TASK DIRECTIONS
Lay out the items below as a Markdown table with the columns Row and Line, taking only the lines from the one containing "Drop a point on every instance of the lip" through the end of the items and leaving out any blank lines.

Items listed in a dataset:
++++

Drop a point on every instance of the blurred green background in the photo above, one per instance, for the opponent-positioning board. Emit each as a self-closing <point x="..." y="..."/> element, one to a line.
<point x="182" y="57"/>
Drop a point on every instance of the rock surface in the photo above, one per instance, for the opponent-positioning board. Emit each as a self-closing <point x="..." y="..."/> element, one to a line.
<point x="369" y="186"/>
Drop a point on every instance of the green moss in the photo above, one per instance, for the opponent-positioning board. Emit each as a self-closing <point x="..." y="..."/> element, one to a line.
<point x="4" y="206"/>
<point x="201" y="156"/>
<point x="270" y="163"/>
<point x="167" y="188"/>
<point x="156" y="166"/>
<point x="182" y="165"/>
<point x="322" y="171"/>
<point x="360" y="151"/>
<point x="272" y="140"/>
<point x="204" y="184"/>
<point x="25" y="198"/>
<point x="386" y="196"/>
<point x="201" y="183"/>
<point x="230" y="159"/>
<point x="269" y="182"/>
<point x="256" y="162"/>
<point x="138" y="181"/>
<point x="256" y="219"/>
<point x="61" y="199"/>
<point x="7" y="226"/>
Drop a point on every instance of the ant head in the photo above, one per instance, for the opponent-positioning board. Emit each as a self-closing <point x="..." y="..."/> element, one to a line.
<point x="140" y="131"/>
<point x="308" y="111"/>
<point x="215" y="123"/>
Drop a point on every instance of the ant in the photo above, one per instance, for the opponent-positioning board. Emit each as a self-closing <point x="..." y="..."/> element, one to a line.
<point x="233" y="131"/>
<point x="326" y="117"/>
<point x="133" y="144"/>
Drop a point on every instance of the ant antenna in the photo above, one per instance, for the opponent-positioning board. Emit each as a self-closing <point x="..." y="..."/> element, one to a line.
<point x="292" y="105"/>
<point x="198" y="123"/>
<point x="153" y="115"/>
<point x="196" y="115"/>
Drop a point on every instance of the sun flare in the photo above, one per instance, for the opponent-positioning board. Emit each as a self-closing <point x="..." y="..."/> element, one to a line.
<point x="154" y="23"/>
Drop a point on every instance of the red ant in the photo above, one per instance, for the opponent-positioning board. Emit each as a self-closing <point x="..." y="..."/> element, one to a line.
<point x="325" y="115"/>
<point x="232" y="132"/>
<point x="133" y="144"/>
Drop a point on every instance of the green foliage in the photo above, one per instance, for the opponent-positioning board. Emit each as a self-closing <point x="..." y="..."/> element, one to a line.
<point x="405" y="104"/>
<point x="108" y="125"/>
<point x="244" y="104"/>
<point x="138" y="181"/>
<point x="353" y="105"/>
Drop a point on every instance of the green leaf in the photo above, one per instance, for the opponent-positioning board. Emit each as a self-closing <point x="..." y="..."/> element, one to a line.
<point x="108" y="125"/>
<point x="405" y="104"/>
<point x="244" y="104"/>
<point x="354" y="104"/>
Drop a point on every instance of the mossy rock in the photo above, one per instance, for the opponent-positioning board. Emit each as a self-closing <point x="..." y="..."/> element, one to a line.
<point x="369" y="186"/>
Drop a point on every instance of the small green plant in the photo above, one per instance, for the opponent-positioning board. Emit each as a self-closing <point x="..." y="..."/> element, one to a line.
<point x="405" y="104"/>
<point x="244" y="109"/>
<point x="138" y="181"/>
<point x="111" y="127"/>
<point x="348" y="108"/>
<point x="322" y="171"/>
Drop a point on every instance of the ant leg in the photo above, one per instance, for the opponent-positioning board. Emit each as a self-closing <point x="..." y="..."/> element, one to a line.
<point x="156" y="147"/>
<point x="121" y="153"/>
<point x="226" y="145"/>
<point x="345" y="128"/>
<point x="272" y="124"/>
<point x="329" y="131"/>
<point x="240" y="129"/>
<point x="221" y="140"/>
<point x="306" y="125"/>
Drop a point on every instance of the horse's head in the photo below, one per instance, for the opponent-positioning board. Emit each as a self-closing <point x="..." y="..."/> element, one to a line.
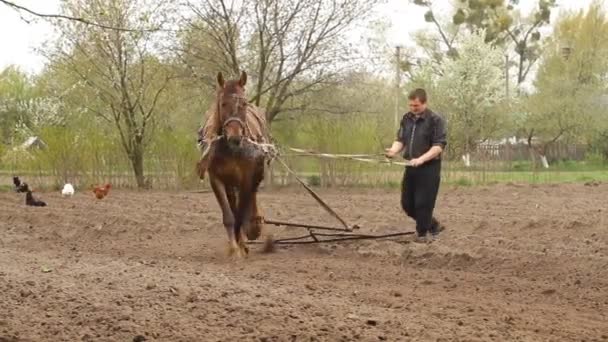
<point x="232" y="107"/>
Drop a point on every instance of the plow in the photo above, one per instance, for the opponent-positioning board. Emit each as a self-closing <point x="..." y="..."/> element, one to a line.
<point x="317" y="234"/>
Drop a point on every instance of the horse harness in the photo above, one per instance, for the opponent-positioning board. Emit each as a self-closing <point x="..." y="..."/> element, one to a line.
<point x="233" y="118"/>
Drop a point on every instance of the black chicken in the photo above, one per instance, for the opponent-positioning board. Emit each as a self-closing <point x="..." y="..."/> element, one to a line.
<point x="20" y="187"/>
<point x="31" y="201"/>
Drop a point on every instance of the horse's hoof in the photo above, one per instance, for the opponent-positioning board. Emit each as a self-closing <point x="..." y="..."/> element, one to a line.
<point x="255" y="228"/>
<point x="234" y="251"/>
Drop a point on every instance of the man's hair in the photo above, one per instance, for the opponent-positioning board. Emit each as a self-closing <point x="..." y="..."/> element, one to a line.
<point x="419" y="94"/>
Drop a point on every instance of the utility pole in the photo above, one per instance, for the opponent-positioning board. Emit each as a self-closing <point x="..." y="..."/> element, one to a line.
<point x="397" y="83"/>
<point x="507" y="76"/>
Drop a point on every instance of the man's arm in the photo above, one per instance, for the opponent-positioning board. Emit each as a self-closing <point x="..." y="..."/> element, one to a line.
<point x="439" y="142"/>
<point x="395" y="149"/>
<point x="431" y="154"/>
<point x="398" y="144"/>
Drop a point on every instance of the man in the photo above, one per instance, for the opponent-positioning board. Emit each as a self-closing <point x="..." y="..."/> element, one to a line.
<point x="422" y="138"/>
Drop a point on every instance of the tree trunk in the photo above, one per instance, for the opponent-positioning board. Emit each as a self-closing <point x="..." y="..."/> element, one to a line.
<point x="137" y="161"/>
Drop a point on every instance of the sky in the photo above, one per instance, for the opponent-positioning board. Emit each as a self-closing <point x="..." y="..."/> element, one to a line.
<point x="19" y="39"/>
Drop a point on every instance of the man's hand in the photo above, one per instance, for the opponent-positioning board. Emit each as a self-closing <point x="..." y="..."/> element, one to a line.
<point x="416" y="162"/>
<point x="394" y="150"/>
<point x="389" y="153"/>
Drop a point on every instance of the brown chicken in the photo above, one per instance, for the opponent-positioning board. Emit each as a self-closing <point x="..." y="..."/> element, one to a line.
<point x="102" y="191"/>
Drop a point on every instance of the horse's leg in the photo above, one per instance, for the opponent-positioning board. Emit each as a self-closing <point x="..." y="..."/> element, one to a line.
<point x="221" y="194"/>
<point x="254" y="219"/>
<point x="243" y="213"/>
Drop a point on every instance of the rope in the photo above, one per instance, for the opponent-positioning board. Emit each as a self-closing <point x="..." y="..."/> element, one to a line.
<point x="357" y="157"/>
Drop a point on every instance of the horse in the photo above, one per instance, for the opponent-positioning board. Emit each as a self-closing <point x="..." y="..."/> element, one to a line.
<point x="235" y="162"/>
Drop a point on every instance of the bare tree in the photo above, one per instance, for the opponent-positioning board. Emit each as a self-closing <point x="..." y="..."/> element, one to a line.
<point x="291" y="47"/>
<point x="119" y="70"/>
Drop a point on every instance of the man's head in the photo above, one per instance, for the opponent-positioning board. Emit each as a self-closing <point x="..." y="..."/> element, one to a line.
<point x="417" y="98"/>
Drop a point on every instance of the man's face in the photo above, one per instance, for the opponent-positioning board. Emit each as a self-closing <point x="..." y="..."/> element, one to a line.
<point x="416" y="106"/>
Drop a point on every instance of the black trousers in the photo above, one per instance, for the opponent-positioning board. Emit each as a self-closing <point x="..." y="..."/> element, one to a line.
<point x="418" y="194"/>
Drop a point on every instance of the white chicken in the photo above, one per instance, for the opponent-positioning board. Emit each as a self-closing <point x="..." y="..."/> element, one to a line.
<point x="68" y="190"/>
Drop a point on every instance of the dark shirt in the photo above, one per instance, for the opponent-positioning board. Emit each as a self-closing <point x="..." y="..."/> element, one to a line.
<point x="419" y="134"/>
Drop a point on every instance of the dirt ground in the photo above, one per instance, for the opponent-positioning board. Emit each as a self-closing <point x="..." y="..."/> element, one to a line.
<point x="516" y="263"/>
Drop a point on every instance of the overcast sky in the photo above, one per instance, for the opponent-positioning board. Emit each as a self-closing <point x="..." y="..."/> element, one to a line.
<point x="19" y="39"/>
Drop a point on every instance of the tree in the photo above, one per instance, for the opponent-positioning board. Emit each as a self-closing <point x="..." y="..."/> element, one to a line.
<point x="571" y="83"/>
<point x="504" y="24"/>
<point x="120" y="73"/>
<point x="292" y="47"/>
<point x="442" y="40"/>
<point x="469" y="92"/>
<point x="24" y="108"/>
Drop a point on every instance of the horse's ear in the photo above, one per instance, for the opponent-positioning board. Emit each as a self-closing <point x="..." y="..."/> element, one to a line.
<point x="220" y="79"/>
<point x="243" y="79"/>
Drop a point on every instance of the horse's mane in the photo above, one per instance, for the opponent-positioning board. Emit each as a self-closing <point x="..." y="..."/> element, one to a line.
<point x="255" y="118"/>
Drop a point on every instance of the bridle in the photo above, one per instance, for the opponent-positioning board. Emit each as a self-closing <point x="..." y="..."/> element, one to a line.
<point x="234" y="118"/>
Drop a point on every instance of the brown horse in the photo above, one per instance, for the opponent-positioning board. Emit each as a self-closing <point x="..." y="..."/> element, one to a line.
<point x="235" y="163"/>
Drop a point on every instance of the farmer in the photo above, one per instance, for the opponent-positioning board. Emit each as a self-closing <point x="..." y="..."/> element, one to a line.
<point x="421" y="137"/>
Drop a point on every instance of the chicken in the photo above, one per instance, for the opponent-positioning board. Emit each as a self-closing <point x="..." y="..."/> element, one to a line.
<point x="68" y="190"/>
<point x="31" y="201"/>
<point x="19" y="186"/>
<point x="102" y="191"/>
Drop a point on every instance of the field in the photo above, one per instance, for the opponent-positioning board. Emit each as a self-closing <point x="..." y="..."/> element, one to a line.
<point x="516" y="263"/>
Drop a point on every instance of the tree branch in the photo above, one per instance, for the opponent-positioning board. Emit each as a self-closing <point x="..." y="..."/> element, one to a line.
<point x="20" y="8"/>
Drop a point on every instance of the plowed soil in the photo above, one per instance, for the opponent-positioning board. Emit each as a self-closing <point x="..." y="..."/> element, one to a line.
<point x="516" y="263"/>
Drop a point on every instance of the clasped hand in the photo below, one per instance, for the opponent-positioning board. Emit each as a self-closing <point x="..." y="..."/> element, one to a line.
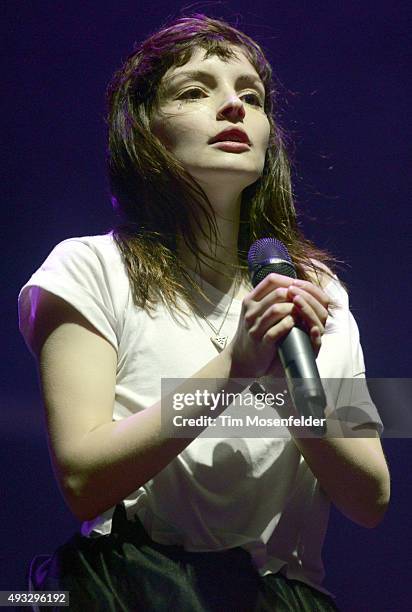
<point x="268" y="313"/>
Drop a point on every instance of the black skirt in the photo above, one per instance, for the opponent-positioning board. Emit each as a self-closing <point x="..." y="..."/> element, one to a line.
<point x="126" y="571"/>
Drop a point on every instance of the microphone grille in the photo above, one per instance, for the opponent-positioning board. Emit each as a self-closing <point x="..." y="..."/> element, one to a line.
<point x="267" y="248"/>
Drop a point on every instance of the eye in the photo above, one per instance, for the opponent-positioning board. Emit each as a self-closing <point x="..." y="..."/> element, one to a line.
<point x="192" y="94"/>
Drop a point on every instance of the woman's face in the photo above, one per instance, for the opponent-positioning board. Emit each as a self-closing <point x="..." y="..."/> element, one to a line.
<point x="203" y="98"/>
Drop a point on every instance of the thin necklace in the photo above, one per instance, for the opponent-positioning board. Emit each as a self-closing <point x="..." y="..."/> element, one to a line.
<point x="217" y="339"/>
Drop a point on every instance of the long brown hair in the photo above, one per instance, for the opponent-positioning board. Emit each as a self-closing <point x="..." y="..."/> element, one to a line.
<point x="156" y="199"/>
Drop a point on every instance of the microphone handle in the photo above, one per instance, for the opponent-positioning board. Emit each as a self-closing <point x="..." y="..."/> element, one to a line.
<point x="302" y="375"/>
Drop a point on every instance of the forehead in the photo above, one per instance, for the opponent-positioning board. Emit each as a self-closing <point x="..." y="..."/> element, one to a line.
<point x="237" y="65"/>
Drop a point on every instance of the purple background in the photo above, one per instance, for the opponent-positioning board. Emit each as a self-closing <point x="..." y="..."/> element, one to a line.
<point x="344" y="70"/>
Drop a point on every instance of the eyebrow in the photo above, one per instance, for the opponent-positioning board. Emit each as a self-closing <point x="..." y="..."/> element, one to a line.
<point x="201" y="75"/>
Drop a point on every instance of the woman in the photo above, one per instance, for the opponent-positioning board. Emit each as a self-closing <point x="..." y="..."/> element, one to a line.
<point x="198" y="171"/>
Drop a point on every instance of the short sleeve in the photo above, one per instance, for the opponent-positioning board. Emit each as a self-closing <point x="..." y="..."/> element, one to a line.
<point x="353" y="404"/>
<point x="78" y="274"/>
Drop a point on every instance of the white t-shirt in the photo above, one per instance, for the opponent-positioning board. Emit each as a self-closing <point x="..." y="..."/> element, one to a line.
<point x="218" y="493"/>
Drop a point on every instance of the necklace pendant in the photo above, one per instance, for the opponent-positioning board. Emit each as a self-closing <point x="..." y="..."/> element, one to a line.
<point x="219" y="342"/>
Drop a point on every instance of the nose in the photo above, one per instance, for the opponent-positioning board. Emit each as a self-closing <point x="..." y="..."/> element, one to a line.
<point x="232" y="109"/>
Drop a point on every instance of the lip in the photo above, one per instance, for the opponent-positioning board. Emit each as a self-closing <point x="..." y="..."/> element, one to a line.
<point x="231" y="135"/>
<point x="231" y="146"/>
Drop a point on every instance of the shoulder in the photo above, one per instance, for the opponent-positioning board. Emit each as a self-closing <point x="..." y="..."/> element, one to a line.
<point x="320" y="274"/>
<point x="102" y="247"/>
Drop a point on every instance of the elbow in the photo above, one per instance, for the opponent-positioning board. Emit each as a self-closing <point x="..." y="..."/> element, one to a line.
<point x="78" y="499"/>
<point x="376" y="510"/>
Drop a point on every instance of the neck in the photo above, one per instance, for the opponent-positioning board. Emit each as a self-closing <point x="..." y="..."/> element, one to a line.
<point x="218" y="273"/>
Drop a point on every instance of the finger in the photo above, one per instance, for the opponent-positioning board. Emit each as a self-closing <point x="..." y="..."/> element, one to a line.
<point x="275" y="333"/>
<point x="313" y="290"/>
<point x="270" y="317"/>
<point x="307" y="313"/>
<point x="317" y="306"/>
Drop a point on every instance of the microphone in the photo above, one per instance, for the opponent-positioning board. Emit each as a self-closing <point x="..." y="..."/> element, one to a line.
<point x="295" y="350"/>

++++

THE OUTPUT
| Row | Line |
|---|---|
| 1 | Drop a point on every instance of the lip in the photo above, one per instance, for the opponent-positioning board. Emit each as a self-closing <point x="..." y="..."/> element, one to a line. |
| 2 | <point x="231" y="135"/> |
| 3 | <point x="231" y="146"/> |
| 4 | Drop a point on every instance of the shoulder in the photo above, one per instance, for the opponent-positioning board. Emit each as a self-closing <point x="..." y="..."/> element, one to a line. |
| 5 | <point x="320" y="274"/> |
| 6 | <point x="102" y="247"/> |
| 7 | Drop a point on every instance of the elbow in the photo above, one per instance, for the opponent-positioning board. Emit each as a self-closing <point x="..." y="..."/> element, one to a line. |
| 8 | <point x="78" y="499"/> |
| 9 | <point x="376" y="510"/> |
| 10 | Drop a point on every instance of the neck in the photo above, one per instance, for the opponent-positioning board. Emit each as a self-closing <point x="..." y="..."/> element, one to a line. |
| 11 | <point x="218" y="273"/> |
| 12 | Drop a point on every instance of the finger in the photo above, one per instance, for the opponent-positioning board. Emit each as a self-closing <point x="..." y="..."/> element, one to a line. |
| 13 | <point x="275" y="333"/> |
| 14 | <point x="313" y="290"/> |
| 15 | <point x="270" y="317"/> |
| 16 | <point x="307" y="313"/> |
| 17 | <point x="317" y="306"/> |
| 18 | Drop a point on every instance of the microphone in the photo above, one per instance, for the opponent-positioning board. Emit each as a self-closing <point x="..." y="..."/> element, one to a line. |
| 19 | <point x="295" y="350"/> |